start

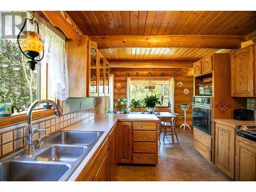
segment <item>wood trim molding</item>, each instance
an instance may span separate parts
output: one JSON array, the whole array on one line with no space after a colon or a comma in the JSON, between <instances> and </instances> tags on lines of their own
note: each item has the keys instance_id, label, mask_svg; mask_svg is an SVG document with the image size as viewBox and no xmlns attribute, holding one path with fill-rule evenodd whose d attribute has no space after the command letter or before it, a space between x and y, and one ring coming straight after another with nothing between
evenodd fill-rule
<instances>
[{"instance_id":1,"label":"wood trim molding","mask_svg":"<svg viewBox=\"0 0 256 192\"><path fill-rule=\"evenodd\" d=\"M35 110L32 113L32 119L37 119L54 115L55 109ZM27 120L27 112L20 114L11 115L10 116L0 117L0 129L7 126L11 126L16 124L26 122Z\"/></svg>"},{"instance_id":2,"label":"wood trim molding","mask_svg":"<svg viewBox=\"0 0 256 192\"><path fill-rule=\"evenodd\" d=\"M195 61L174 60L112 60L111 68L183 68L193 67Z\"/></svg>"},{"instance_id":3,"label":"wood trim molding","mask_svg":"<svg viewBox=\"0 0 256 192\"><path fill-rule=\"evenodd\" d=\"M74 40L77 46L80 46L81 36L83 33L66 11L42 12L53 25L59 28L68 38Z\"/></svg>"},{"instance_id":4,"label":"wood trim molding","mask_svg":"<svg viewBox=\"0 0 256 192\"><path fill-rule=\"evenodd\" d=\"M246 40L242 36L148 35L97 36L90 38L98 49L125 48L194 48L238 49Z\"/></svg>"},{"instance_id":5,"label":"wood trim molding","mask_svg":"<svg viewBox=\"0 0 256 192\"><path fill-rule=\"evenodd\" d=\"M248 40L254 39L255 38L256 38L256 31L246 36L246 39Z\"/></svg>"}]
</instances>

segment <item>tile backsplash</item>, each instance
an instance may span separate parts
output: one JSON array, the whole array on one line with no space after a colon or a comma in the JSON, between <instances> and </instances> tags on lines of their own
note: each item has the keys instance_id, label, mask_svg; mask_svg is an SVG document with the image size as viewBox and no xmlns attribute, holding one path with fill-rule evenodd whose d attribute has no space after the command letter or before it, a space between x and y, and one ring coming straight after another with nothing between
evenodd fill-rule
<instances>
[{"instance_id":1,"label":"tile backsplash","mask_svg":"<svg viewBox=\"0 0 256 192\"><path fill-rule=\"evenodd\" d=\"M65 114L60 117L49 117L41 121L33 121L34 128L46 129L46 132L34 134L33 140L65 128L72 124L83 120L94 115L97 113L96 107L93 106L82 111ZM22 148L25 144L25 127L20 126L5 129L0 132L0 158Z\"/></svg>"},{"instance_id":2,"label":"tile backsplash","mask_svg":"<svg viewBox=\"0 0 256 192\"><path fill-rule=\"evenodd\" d=\"M247 110L254 110L254 106L255 104L256 104L256 98L247 98L247 103L246 103L246 109ZM254 111L254 118L256 119L256 113Z\"/></svg>"}]
</instances>

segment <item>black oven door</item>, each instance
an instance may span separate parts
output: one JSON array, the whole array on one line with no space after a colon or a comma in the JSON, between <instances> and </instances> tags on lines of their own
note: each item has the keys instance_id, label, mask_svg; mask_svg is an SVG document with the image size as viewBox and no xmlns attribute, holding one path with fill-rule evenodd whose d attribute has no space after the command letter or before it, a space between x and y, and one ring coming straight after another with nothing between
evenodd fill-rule
<instances>
[{"instance_id":1,"label":"black oven door","mask_svg":"<svg viewBox=\"0 0 256 192\"><path fill-rule=\"evenodd\" d=\"M211 135L211 109L193 105L192 123L193 126Z\"/></svg>"}]
</instances>

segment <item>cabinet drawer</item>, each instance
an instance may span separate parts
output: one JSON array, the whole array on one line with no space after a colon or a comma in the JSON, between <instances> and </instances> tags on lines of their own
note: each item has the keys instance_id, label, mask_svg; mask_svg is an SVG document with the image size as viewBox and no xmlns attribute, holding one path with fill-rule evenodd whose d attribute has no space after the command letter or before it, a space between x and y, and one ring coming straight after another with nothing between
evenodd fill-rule
<instances>
[{"instance_id":1,"label":"cabinet drawer","mask_svg":"<svg viewBox=\"0 0 256 192\"><path fill-rule=\"evenodd\" d=\"M157 132L150 131L134 131L133 141L156 142Z\"/></svg>"},{"instance_id":2,"label":"cabinet drawer","mask_svg":"<svg viewBox=\"0 0 256 192\"><path fill-rule=\"evenodd\" d=\"M206 135L202 132L194 129L194 138L205 146L211 149L211 137Z\"/></svg>"},{"instance_id":3,"label":"cabinet drawer","mask_svg":"<svg viewBox=\"0 0 256 192\"><path fill-rule=\"evenodd\" d=\"M200 143L197 140L194 139L193 146L205 159L211 161L211 150Z\"/></svg>"},{"instance_id":4,"label":"cabinet drawer","mask_svg":"<svg viewBox=\"0 0 256 192\"><path fill-rule=\"evenodd\" d=\"M133 153L155 154L157 153L157 143L134 142L133 152Z\"/></svg>"},{"instance_id":5,"label":"cabinet drawer","mask_svg":"<svg viewBox=\"0 0 256 192\"><path fill-rule=\"evenodd\" d=\"M140 164L156 164L156 154L133 154L133 163Z\"/></svg>"},{"instance_id":6,"label":"cabinet drawer","mask_svg":"<svg viewBox=\"0 0 256 192\"><path fill-rule=\"evenodd\" d=\"M133 123L134 130L156 130L157 123L134 122Z\"/></svg>"},{"instance_id":7,"label":"cabinet drawer","mask_svg":"<svg viewBox=\"0 0 256 192\"><path fill-rule=\"evenodd\" d=\"M107 139L102 146L94 157L89 167L86 165L81 171L76 181L92 181L96 175L104 157L105 156L109 149L109 139Z\"/></svg>"}]
</instances>

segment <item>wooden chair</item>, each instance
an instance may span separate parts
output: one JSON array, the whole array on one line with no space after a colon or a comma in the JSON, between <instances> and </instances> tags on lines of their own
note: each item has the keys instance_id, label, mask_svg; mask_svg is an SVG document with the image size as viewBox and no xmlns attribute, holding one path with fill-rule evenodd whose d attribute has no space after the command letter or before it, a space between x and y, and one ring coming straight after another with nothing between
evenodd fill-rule
<instances>
[{"instance_id":1,"label":"wooden chair","mask_svg":"<svg viewBox=\"0 0 256 192\"><path fill-rule=\"evenodd\" d=\"M159 142L160 142L160 135L161 132L162 131L162 129L163 126L164 126L163 139L163 141L164 141L164 138L165 138L165 136L166 135L172 135L173 133L174 133L174 134L176 136L176 139L177 139L177 141L179 140L178 139L178 136L177 136L176 130L176 123L177 123L177 121L178 120L178 117L179 117L179 114L178 113L174 113L173 114L176 116L176 117L174 118L174 120L173 121L173 123L172 123L173 126L170 126L171 125L170 122L168 122L168 120L166 118L164 118L162 120L161 119L161 120L162 120L162 121L161 122L160 125L160 127L159 127ZM167 127L170 127L170 131L167 130Z\"/></svg>"}]
</instances>

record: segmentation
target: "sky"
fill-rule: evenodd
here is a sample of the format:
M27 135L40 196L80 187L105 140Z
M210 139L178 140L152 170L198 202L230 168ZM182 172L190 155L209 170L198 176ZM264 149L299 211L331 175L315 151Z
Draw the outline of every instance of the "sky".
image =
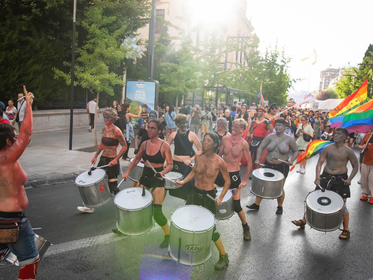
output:
M292 57L291 77L303 79L290 89L294 92L318 90L320 72L327 67L361 63L373 44L372 10L372 0L247 0L246 14L260 40L260 50L274 47L277 40L279 49ZM301 62L314 49L315 64Z

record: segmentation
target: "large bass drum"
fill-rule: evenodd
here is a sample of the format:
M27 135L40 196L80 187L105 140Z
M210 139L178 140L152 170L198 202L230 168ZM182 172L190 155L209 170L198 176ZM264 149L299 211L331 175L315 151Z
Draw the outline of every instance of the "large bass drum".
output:
M48 252L52 244L44 239L41 236L40 236L36 233L34 233L35 236L35 243L36 244L36 248L38 249L38 253L39 254L39 257L40 258L39 263L41 262L44 258L44 255ZM17 256L14 255L10 249L8 249L3 254L0 255L0 259L4 258L17 266L19 266L19 262L17 258Z
M270 168L258 168L253 172L251 191L262 198L273 199L282 195L283 174Z
M317 230L330 232L341 227L343 222L344 201L331 191L316 190L305 198L305 220Z
M83 172L75 180L75 185L80 193L85 206L93 208L107 202L113 196L110 193L107 176L105 170L97 169Z
M153 196L144 189L129 188L120 191L114 197L116 212L117 227L122 233L128 235L140 235L153 226Z
M222 188L217 188L216 197L219 197L223 191ZM233 195L232 191L228 190L222 201L222 205L216 205L216 213L215 217L218 220L226 220L229 218L234 214L233 208Z
M129 164L132 163L135 159L134 157L132 158L129 160ZM144 164L141 161L139 161L138 163L136 166L134 167L128 173L128 178L132 181L135 182L138 182L140 180L141 175L142 175L142 171L144 170Z
M169 255L184 264L204 263L211 256L215 220L208 209L185 205L171 216Z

end

• TASK DESCRIPTION: Give the lines of the records as a JSON list of strings, one string per line and no blank lines, starting at the line containing "segment <item>wooden chair</item>, each" and ending with the line containing "M292 57L291 77L303". Leave the pictures out of the answer.

• RESULT OF THIS EXERCISE:
[
  "segment <item>wooden chair</item>, each instance",
  "an instance may span separate parts",
  "output: one JSON array, the whole array on one line with no space after a colon or a comma in the JSON, between <instances> and </instances> tags on lines of their own",
  "note: each item has the keys instance_id, label, mask_svg; mask_svg is an SVG document with the image size as viewBox and no xmlns attribute, holding one path with fill-rule evenodd whose d attribute has no space after the command letter or before it, a space between x and y, and one ring coming straight after another with nothing between",
  "evenodd fill-rule",
  "<instances>",
  "[{\"instance_id\":1,\"label\":\"wooden chair\",\"mask_svg\":\"<svg viewBox=\\\"0 0 256 192\\\"><path fill-rule=\\\"evenodd\\\" d=\\\"M159 142L160 142L160 135L161 132L162 131L162 129L163 126L164 126L163 139L163 141L164 141L164 138L165 138L165 136L166 135L172 135L173 133L174 133L174 134L176 136L176 139L177 139L177 141L179 140L178 139L178 136L177 136L176 130L176 123L177 123L177 121L178 120L178 117L179 117L179 114L178 113L174 113L173 114L176 116L176 117L174 118L174 120L173 121L173 123L172 123L173 126L170 126L171 125L170 122L168 122L168 120L166 118L164 118L162 120L161 119L161 120L162 120L162 121L161 122L160 125L160 127L159 127ZM167 127L170 127L170 131L167 130Z\\\"/></svg>\"}]",
  "</instances>",
  "record: segmentation",
  "target: \"sky\"",
  "fill-rule: evenodd",
  "here is a sample of the format:",
  "M27 135L40 196L80 187L105 140Z",
  "M210 139L178 140L152 170L198 202L230 168ZM182 172L190 155L209 170L198 176ZM264 149L299 211L331 175L315 151Z",
  "Draw the outline of every instance of the \"sky\".",
  "image =",
  "output:",
  "M292 57L291 77L303 79L290 89L294 92L318 90L320 72L327 67L361 63L373 44L372 10L372 0L247 0L246 14L260 40L260 50L274 47L277 40L279 49ZM301 62L314 49L315 64Z"
]